> **Problem requirements**: Copy out every line of the listing below word for word, leaving the picture out of your answer.

[Start of Data excerpts]

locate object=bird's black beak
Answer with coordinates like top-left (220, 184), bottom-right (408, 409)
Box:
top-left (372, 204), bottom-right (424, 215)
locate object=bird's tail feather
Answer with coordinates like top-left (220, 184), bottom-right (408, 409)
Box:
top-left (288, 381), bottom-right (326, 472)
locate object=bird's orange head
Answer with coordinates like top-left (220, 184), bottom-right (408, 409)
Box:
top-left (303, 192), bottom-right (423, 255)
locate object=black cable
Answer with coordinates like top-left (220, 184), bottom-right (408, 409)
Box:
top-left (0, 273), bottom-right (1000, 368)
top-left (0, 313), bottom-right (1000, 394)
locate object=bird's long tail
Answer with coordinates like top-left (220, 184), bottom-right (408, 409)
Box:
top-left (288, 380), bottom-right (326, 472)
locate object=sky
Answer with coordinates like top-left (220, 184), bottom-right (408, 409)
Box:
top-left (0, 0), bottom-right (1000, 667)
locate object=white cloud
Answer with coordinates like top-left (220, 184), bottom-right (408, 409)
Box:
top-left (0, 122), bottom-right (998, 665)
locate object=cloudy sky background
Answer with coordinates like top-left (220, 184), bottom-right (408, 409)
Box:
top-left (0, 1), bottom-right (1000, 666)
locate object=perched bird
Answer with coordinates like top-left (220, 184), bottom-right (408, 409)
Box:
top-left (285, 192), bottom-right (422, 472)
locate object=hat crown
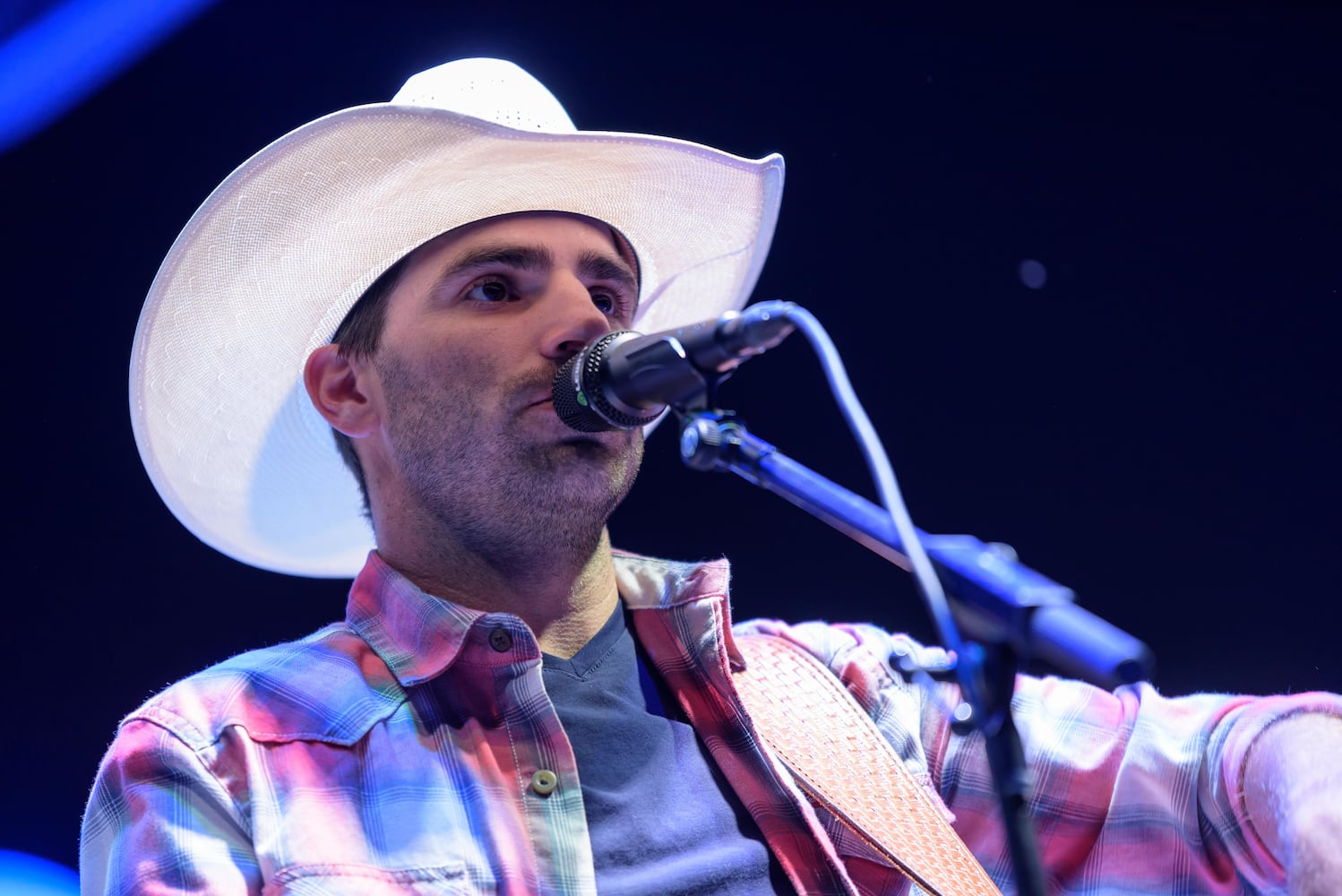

[End of Data excerpts]

> **Response for this exercise**:
locate object=bird's black beak
Answer with coordinates like top-left (220, 184), bottom-right (408, 409)
Box:
top-left (372, 204), bottom-right (424, 215)
locate object=bird's tail feather
Answer with coordinates like top-left (220, 184), bottom-right (408, 409)
Box:
top-left (288, 381), bottom-right (326, 472)
locate object=bird's orange head
Answer with coordinates like top-left (220, 184), bottom-right (408, 409)
Box:
top-left (303, 192), bottom-right (423, 255)
locate object=black cable
Answer with coordinates like top-left (220, 184), bottom-right (408, 409)
Box:
top-left (0, 273), bottom-right (1000, 368)
top-left (0, 313), bottom-right (1000, 394)
locate object=bird's long tail
Answer with coordinates like top-left (220, 184), bottom-right (408, 409)
Box:
top-left (288, 380), bottom-right (326, 472)
locate object=sky
Answer with coordinates like top-left (220, 184), bottom-right (408, 409)
Box:
top-left (0, 0), bottom-right (1000, 667)
locate object=white cloud
Answer with coordinates like top-left (220, 184), bottom-right (408, 409)
Box:
top-left (0, 122), bottom-right (998, 665)
locate object=cloudy sky background
Answer with coordinates like top-left (220, 184), bottom-right (408, 409)
Box:
top-left (0, 1), bottom-right (1000, 666)
locate object=perched bird
Answer with coordinates like top-left (220, 184), bottom-right (408, 409)
Box:
top-left (285, 192), bottom-right (422, 472)
locate object=hat crown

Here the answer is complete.